Text block =
════════════════════

I recently completed a concert poster design featuring a fez-wearing cartoon genie mascot character for Nashville, Tennessee roots-rock jam band Vinyl Soup.
I have been working with guitarist Andrew Hooker for some time now with t-shirt designs, a logo redesign, concert posters and other promotional materials for the band.
Recent gig poster design work for Vinyl Soup had started to go down a path of design-only work. Andrew initially contacted me for a t-shirt design for the band, and his initial interest was in my cartooning/illustration work.
Starting out on concepts for this poster, I was again working on a solely design-oriented approach, and before I got too far along I dropped Andrew an email to see if going back to an illustrative style would be cool with him. It most certainly was, so I set about to work up a theme for the poster.
With no real theme for the concert, I decided to browse my collection of inspirational artwork collected over the years from the internet to get myself into ‘concert poster mode’. I was roughly sketching out ideas while watching some TV to occupy part of the brain.

════════════════════

Records =
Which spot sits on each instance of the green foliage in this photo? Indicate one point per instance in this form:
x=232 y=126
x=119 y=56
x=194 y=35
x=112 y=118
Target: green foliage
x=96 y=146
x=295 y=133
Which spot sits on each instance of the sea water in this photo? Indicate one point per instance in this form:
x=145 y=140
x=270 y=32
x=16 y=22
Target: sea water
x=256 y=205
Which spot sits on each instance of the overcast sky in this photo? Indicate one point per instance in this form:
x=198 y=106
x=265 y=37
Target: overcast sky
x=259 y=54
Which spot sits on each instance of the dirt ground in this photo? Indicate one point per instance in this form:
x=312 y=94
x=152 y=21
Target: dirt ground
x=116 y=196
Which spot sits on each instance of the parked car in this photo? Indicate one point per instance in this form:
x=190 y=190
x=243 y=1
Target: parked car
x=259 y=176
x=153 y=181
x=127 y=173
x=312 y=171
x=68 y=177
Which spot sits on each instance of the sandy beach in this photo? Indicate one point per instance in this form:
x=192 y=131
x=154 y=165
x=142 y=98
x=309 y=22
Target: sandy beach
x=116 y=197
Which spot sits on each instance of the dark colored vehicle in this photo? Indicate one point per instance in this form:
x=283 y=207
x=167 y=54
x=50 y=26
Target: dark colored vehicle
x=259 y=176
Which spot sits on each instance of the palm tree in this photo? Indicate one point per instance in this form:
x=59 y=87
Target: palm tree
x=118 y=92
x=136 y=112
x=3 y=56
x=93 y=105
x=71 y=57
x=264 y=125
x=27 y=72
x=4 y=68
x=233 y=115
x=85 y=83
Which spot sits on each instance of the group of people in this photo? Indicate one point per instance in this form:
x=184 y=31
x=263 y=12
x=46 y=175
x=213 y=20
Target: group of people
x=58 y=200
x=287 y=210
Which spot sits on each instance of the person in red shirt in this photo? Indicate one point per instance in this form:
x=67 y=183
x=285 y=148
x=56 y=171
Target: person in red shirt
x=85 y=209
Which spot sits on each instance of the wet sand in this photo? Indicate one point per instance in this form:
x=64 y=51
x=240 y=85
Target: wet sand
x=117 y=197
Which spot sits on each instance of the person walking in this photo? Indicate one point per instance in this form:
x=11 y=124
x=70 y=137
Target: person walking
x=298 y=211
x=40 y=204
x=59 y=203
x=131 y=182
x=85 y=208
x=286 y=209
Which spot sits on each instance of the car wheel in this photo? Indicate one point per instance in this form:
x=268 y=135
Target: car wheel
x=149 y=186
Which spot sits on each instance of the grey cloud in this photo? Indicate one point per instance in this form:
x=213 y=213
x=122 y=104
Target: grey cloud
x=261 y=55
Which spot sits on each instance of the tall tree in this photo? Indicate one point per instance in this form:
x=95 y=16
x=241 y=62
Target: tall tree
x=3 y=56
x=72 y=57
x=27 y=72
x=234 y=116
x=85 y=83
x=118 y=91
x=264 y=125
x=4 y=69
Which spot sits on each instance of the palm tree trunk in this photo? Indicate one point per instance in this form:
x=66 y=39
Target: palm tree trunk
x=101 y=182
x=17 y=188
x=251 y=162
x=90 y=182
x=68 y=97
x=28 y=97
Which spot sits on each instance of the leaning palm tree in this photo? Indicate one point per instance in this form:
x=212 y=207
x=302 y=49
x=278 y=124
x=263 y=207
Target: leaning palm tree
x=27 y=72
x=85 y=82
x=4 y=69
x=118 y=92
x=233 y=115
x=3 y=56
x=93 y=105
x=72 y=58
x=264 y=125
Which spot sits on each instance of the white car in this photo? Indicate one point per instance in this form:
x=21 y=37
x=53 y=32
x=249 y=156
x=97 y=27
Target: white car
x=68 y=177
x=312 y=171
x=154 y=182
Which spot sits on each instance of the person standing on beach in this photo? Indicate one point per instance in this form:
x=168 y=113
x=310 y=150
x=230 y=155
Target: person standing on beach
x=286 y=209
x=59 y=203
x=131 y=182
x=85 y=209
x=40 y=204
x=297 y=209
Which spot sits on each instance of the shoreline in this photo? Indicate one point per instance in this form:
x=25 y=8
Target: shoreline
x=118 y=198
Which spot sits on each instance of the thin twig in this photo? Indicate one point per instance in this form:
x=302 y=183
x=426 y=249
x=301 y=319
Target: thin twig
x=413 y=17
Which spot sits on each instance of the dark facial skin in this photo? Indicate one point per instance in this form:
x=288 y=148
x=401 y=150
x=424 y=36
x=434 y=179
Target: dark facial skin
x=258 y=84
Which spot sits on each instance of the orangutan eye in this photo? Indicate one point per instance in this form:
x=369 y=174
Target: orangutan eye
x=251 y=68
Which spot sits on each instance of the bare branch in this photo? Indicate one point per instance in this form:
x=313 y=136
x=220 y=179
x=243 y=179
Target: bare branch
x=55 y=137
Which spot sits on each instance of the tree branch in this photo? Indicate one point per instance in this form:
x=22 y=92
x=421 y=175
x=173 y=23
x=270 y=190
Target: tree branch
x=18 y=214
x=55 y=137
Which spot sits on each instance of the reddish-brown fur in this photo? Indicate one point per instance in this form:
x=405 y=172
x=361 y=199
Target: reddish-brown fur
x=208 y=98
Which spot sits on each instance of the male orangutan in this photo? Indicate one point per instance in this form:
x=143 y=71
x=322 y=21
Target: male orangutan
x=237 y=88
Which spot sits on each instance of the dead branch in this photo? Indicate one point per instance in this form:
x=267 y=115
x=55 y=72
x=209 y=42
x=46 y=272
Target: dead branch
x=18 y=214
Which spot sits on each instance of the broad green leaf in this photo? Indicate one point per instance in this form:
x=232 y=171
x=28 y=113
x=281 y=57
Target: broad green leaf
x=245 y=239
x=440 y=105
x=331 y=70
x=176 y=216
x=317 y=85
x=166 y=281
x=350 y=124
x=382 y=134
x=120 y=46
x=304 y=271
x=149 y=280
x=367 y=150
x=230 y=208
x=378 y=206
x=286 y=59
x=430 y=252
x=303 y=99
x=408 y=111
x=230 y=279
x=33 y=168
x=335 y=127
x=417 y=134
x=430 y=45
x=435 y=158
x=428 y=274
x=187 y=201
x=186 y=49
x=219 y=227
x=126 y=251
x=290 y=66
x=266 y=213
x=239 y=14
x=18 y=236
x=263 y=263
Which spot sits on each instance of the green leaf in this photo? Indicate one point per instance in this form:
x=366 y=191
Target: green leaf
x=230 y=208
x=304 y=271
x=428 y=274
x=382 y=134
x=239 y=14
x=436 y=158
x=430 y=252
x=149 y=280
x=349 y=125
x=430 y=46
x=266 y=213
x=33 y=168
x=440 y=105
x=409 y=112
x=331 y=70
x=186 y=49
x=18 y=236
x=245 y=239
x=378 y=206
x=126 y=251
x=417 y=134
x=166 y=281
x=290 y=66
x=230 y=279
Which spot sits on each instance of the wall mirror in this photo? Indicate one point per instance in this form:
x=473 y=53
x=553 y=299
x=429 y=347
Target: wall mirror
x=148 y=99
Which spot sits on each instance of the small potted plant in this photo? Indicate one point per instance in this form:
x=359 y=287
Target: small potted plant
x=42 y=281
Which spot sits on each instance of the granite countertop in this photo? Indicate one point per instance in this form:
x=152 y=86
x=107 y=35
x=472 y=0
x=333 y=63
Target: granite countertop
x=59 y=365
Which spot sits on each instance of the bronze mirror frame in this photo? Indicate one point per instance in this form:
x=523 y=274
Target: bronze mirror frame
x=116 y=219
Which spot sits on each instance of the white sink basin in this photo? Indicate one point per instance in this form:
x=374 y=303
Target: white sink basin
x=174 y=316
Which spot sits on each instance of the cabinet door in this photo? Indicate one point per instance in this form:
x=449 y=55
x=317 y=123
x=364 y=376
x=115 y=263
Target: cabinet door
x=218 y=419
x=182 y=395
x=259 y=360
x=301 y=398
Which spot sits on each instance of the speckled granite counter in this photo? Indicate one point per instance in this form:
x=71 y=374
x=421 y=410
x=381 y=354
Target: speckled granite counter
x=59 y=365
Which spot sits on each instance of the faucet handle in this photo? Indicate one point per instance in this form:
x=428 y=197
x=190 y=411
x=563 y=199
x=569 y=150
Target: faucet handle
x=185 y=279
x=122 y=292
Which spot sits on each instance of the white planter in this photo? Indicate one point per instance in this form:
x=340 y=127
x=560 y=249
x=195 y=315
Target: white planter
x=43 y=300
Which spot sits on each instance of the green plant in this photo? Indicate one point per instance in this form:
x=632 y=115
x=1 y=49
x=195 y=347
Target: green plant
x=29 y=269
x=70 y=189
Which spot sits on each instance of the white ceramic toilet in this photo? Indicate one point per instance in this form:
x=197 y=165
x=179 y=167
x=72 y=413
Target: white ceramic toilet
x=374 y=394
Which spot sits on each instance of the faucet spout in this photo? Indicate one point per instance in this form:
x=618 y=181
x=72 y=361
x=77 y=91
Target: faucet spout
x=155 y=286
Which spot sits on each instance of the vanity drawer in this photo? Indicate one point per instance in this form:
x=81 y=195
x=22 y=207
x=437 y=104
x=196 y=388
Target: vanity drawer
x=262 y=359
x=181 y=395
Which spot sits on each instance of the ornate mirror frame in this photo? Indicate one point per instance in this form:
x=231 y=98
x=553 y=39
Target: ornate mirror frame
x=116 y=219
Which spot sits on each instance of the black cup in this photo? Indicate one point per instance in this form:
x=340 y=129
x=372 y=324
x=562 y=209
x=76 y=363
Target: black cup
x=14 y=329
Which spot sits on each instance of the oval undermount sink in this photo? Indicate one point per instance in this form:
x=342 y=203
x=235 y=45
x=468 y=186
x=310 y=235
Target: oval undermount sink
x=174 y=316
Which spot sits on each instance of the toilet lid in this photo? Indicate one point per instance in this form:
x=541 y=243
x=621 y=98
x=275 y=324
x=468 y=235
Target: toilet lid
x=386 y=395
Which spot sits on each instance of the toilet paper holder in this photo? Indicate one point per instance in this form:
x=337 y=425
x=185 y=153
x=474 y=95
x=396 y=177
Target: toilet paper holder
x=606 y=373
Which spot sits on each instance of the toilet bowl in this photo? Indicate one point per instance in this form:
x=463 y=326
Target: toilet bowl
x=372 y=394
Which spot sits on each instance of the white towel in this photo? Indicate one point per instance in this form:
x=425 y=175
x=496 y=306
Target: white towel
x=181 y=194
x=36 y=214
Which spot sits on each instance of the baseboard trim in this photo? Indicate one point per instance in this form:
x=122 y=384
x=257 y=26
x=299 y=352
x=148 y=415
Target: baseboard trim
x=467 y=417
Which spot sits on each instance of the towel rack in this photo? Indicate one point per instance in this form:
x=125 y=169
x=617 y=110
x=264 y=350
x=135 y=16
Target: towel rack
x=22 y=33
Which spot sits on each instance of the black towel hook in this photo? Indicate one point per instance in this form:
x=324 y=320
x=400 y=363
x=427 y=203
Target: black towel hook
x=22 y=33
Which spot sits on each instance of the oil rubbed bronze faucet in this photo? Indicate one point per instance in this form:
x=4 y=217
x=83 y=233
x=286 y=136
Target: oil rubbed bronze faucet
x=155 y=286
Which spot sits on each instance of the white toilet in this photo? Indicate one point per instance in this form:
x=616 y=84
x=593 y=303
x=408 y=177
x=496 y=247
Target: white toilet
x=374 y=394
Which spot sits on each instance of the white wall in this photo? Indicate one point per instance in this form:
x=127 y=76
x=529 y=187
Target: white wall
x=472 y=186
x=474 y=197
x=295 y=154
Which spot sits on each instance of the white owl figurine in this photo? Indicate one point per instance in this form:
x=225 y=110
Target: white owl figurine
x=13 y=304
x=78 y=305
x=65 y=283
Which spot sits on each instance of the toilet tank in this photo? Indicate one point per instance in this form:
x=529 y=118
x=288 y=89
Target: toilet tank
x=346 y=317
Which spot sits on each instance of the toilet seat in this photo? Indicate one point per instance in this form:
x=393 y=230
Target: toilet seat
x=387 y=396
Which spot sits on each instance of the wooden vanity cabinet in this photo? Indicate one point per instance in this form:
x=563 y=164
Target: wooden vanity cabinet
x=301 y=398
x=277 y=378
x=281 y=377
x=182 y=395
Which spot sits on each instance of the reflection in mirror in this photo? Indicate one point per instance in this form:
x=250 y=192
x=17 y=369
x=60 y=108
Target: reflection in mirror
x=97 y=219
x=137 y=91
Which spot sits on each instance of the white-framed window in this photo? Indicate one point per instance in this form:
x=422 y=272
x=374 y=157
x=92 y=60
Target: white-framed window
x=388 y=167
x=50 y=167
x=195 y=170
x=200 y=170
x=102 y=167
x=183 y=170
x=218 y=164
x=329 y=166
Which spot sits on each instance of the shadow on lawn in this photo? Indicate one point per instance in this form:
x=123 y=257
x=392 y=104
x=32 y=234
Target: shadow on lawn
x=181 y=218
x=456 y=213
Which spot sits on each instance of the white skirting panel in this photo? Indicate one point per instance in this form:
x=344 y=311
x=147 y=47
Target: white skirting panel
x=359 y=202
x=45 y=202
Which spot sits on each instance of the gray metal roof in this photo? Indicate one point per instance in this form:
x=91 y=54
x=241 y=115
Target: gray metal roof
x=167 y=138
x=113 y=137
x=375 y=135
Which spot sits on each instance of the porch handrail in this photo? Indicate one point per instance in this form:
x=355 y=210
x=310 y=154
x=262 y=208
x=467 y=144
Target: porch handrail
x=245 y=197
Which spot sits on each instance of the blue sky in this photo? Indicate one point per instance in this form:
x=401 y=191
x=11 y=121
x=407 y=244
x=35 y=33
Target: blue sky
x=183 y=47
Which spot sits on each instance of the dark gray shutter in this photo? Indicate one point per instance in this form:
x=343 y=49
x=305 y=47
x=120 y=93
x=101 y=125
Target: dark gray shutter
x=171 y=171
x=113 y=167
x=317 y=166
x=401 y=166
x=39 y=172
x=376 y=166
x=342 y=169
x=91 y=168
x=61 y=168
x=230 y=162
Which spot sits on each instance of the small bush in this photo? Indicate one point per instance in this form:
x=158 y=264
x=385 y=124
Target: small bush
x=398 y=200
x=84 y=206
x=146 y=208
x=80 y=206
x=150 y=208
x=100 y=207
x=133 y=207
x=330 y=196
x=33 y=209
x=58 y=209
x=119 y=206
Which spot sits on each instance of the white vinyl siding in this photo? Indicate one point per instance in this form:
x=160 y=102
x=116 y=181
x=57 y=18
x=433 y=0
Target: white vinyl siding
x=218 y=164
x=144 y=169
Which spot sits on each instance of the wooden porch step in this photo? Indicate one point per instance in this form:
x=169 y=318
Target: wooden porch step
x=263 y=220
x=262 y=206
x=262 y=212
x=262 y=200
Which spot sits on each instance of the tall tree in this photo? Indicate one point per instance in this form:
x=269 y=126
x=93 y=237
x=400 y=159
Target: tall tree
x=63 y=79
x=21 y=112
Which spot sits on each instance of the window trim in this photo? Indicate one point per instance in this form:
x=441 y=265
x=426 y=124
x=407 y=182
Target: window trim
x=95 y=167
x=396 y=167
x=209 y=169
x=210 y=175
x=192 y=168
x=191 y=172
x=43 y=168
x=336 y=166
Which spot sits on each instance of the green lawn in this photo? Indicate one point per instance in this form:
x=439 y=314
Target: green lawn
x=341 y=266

════════════════════

What the task requires = Please translate this sentence from the concert poster text into Spanish: "I was roughly sketching out ideas while watching some TV to occupy part of the brain."

Solution to this exercise = Estaba haciendo bocetos aproximados de ideas mientras veía algo de televisión para mantener ocupada una parte del cerebro.